* START Records *

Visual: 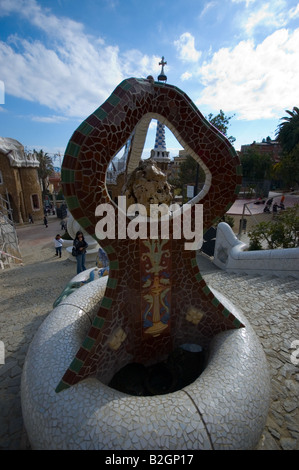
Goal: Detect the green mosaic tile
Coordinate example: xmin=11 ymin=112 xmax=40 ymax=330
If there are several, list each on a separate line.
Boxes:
xmin=69 ymin=357 xmax=83 ymax=372
xmin=77 ymin=217 xmax=92 ymax=228
xmin=107 ymin=277 xmax=118 ymax=289
xmin=82 ymin=336 xmax=96 ymax=351
xmin=233 ymin=318 xmax=241 ymax=328
xmin=236 ymin=165 xmax=243 ymax=176
xmin=55 ymin=381 xmax=70 ymax=393
xmin=229 ymin=147 xmax=237 ymax=158
xmin=65 ymin=141 xmax=81 ymax=158
xmin=119 ymin=80 xmax=132 ymax=90
xmin=109 ymin=260 xmax=119 ymax=269
xmin=65 ymin=196 xmax=80 ymax=210
xmin=101 ymin=297 xmax=112 ymax=309
xmin=77 ymin=121 xmax=94 ymax=135
xmin=202 ymin=286 xmax=211 ymax=295
xmin=105 ymin=245 xmax=115 ymax=255
xmin=61 ymin=168 xmax=75 ymax=183
xmin=224 ymin=202 xmax=233 ymax=212
xmin=235 ymin=184 xmax=241 ymax=194
xmin=92 ymin=316 xmax=105 ymax=328
xmin=107 ymin=93 xmax=120 ymax=106
xmin=222 ymin=308 xmax=230 ymax=317
xmin=93 ymin=107 xmax=107 ymax=121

* END Records *

**Given exercise**
Could you set out every line of the listing above as a JSON array of strings, one string per line, with blank lines dropped and the picture left out?

**The result**
[
  "Visual: ",
  "Goal: Detect the green mosaic tile",
  "Coordinate example: xmin=11 ymin=112 xmax=40 ymax=330",
  "If there are several, list each on a separate line.",
  "Boxes:",
  "xmin=69 ymin=357 xmax=83 ymax=372",
  "xmin=77 ymin=217 xmax=92 ymax=228",
  "xmin=107 ymin=277 xmax=118 ymax=289",
  "xmin=82 ymin=336 xmax=96 ymax=351",
  "xmin=233 ymin=318 xmax=241 ymax=328",
  "xmin=236 ymin=165 xmax=243 ymax=176",
  "xmin=55 ymin=381 xmax=70 ymax=393",
  "xmin=229 ymin=147 xmax=237 ymax=158",
  "xmin=65 ymin=141 xmax=81 ymax=158",
  "xmin=119 ymin=80 xmax=132 ymax=90",
  "xmin=109 ymin=260 xmax=119 ymax=269",
  "xmin=65 ymin=196 xmax=80 ymax=210",
  "xmin=101 ymin=297 xmax=112 ymax=309",
  "xmin=77 ymin=121 xmax=94 ymax=135",
  "xmin=202 ymin=286 xmax=211 ymax=295",
  "xmin=105 ymin=245 xmax=115 ymax=255",
  "xmin=61 ymin=168 xmax=75 ymax=183",
  "xmin=224 ymin=202 xmax=233 ymax=212",
  "xmin=235 ymin=184 xmax=241 ymax=194",
  "xmin=92 ymin=316 xmax=105 ymax=328",
  "xmin=107 ymin=93 xmax=120 ymax=106",
  "xmin=222 ymin=308 xmax=230 ymax=317",
  "xmin=93 ymin=107 xmax=107 ymax=121"
]